Stated task A — In the Clojure discussion about calling seq on a string, what does p-himik say seq actually does with a string?
Stated task B — Carry on the Clojure discussion about calling seq on a string from the point where it stops.

Text section —
★ ★ ★ ★ ★
But now that I'm reading back to the question, you're right that this is not what wevrem was after - I guess it was a knee-jerk reaction to: oh someone's using seq on a string again ;)

p-himik18:07:52

One man's garbage is another man's treasure. :) Clojure calls seq everywhere - I wouldn't even blink at someone calling it over a string, to be honest. It's doesn't actually transform a string, it doesn't traverse it. It just inspects its length, exactly once. If something is slow - one should profile it. I'm willing to bet that, unless there's a tight loop doing barely anything than checking string non-emptiness, seq will not come even close to the top of the "self time" on the profiler report.

borkdude18:07:14

Yeah, I agree with that, but since Alex said this to me, I can't unsee it ;)
★ ★ ★ ★ ★
(Entries from an annotation dataset)
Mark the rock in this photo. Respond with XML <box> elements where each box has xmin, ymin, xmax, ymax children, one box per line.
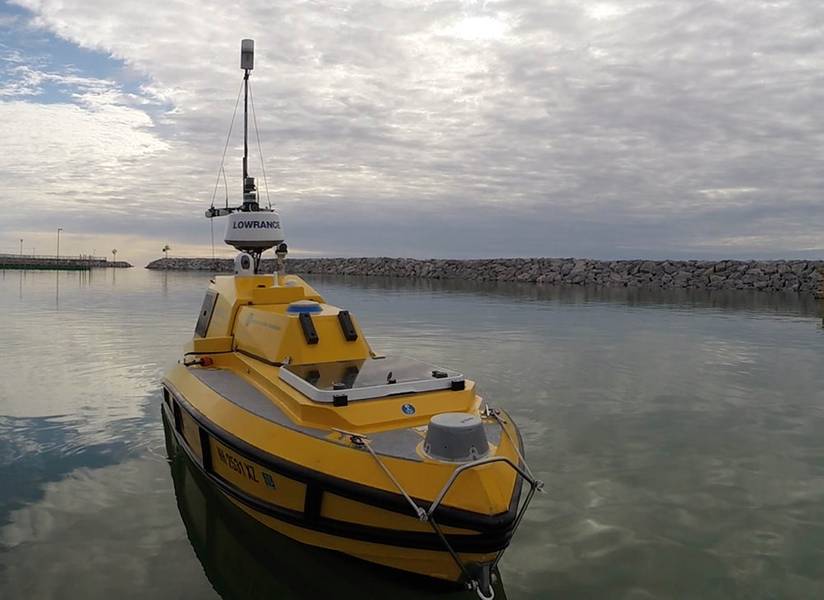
<box><xmin>142</xmin><ymin>257</ymin><xmax>824</xmax><ymax>294</ymax></box>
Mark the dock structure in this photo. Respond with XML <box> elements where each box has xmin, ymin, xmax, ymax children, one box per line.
<box><xmin>0</xmin><ymin>254</ymin><xmax>132</xmax><ymax>271</ymax></box>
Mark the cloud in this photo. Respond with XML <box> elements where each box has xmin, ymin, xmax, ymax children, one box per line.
<box><xmin>0</xmin><ymin>0</ymin><xmax>824</xmax><ymax>257</ymax></box>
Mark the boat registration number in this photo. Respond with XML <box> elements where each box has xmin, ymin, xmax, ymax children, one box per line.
<box><xmin>211</xmin><ymin>439</ymin><xmax>277</xmax><ymax>490</ymax></box>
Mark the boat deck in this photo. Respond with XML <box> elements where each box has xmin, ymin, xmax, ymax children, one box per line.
<box><xmin>189</xmin><ymin>368</ymin><xmax>501</xmax><ymax>462</ymax></box>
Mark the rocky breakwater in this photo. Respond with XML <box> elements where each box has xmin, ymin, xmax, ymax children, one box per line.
<box><xmin>147</xmin><ymin>258</ymin><xmax>824</xmax><ymax>294</ymax></box>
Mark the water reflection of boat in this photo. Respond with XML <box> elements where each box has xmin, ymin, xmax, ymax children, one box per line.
<box><xmin>163</xmin><ymin>418</ymin><xmax>506</xmax><ymax>600</ymax></box>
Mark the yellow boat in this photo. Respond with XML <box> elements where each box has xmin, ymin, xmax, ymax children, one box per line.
<box><xmin>163</xmin><ymin>40</ymin><xmax>542</xmax><ymax>598</ymax></box>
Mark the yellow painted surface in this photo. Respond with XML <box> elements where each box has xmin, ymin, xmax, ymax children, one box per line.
<box><xmin>166</xmin><ymin>275</ymin><xmax>517</xmax><ymax>579</ymax></box>
<box><xmin>167</xmin><ymin>359</ymin><xmax>517</xmax><ymax>514</ymax></box>
<box><xmin>191</xmin><ymin>335</ymin><xmax>233</xmax><ymax>354</ymax></box>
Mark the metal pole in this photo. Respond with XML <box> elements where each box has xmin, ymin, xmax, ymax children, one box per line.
<box><xmin>243</xmin><ymin>69</ymin><xmax>249</xmax><ymax>194</ymax></box>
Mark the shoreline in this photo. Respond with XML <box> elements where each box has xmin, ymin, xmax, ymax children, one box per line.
<box><xmin>146</xmin><ymin>257</ymin><xmax>824</xmax><ymax>295</ymax></box>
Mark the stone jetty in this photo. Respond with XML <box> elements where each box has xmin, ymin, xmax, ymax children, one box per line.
<box><xmin>146</xmin><ymin>257</ymin><xmax>824</xmax><ymax>294</ymax></box>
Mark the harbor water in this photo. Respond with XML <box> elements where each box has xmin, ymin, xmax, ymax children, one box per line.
<box><xmin>0</xmin><ymin>269</ymin><xmax>824</xmax><ymax>600</ymax></box>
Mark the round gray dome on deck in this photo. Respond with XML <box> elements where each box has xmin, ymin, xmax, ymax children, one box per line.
<box><xmin>423</xmin><ymin>413</ymin><xmax>489</xmax><ymax>462</ymax></box>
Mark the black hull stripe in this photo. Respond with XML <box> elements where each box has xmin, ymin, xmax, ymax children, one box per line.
<box><xmin>162</xmin><ymin>405</ymin><xmax>512</xmax><ymax>554</ymax></box>
<box><xmin>164</xmin><ymin>382</ymin><xmax>523</xmax><ymax>536</ymax></box>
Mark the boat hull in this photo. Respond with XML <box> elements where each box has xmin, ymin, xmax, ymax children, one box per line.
<box><xmin>163</xmin><ymin>385</ymin><xmax>520</xmax><ymax>581</ymax></box>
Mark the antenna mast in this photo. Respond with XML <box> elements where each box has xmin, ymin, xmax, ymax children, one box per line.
<box><xmin>240</xmin><ymin>40</ymin><xmax>258</xmax><ymax>211</ymax></box>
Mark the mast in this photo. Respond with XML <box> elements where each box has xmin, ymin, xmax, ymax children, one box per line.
<box><xmin>243</xmin><ymin>69</ymin><xmax>249</xmax><ymax>192</ymax></box>
<box><xmin>240</xmin><ymin>39</ymin><xmax>259</xmax><ymax>211</ymax></box>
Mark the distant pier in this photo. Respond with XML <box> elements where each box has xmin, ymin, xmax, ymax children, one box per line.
<box><xmin>0</xmin><ymin>254</ymin><xmax>132</xmax><ymax>271</ymax></box>
<box><xmin>146</xmin><ymin>257</ymin><xmax>824</xmax><ymax>297</ymax></box>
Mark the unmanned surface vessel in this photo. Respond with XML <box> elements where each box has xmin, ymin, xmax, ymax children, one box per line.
<box><xmin>163</xmin><ymin>40</ymin><xmax>543</xmax><ymax>598</ymax></box>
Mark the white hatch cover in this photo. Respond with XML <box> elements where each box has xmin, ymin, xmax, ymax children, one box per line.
<box><xmin>280</xmin><ymin>357</ymin><xmax>465</xmax><ymax>404</ymax></box>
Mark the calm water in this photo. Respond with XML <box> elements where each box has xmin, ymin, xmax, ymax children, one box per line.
<box><xmin>0</xmin><ymin>269</ymin><xmax>824</xmax><ymax>600</ymax></box>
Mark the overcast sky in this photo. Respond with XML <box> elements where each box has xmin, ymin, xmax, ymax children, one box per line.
<box><xmin>0</xmin><ymin>0</ymin><xmax>824</xmax><ymax>264</ymax></box>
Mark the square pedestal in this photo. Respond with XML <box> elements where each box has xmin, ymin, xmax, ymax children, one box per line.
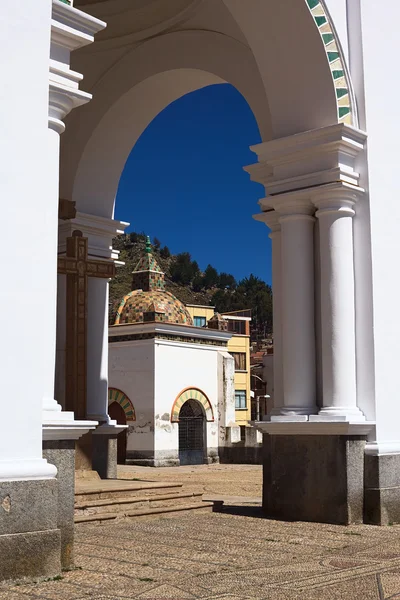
★ ★ ★ ★ ★
Answer A — It only inspects the string's length, exactly once, without transforming or traversing it.

Answer B —
πŸ˜„ 1
Cora (she/her)22:07:45

has anyone tried putting together a formal spec for which characters are allowed where in the language? for example, which are valid in keywords, which are valid in symbols, etc

Bob B23:07:58

I'm not sure if this is sufficient, but the LispReader class in clojure.lang has a symbolPat regex that looks like it might be used to read a symbol or keyword - <https://github.com/clojure/clojure/blob/5ffe3833508495ca7c635d47ad7a1c8b820eab76/src/jvm/clojure/lang/LispReader.java#L66>

Alex Miller (Clojure team)23:07:57

This is intentionally not formalized. There are characters that are explicitly allowed and a few things explicitly disallowed, and a large intentionally ambiguous area for future expansion

Alex Miller (Clojure team)23:07:29

Which is not to say you can't tokenize it (obviously the reader does)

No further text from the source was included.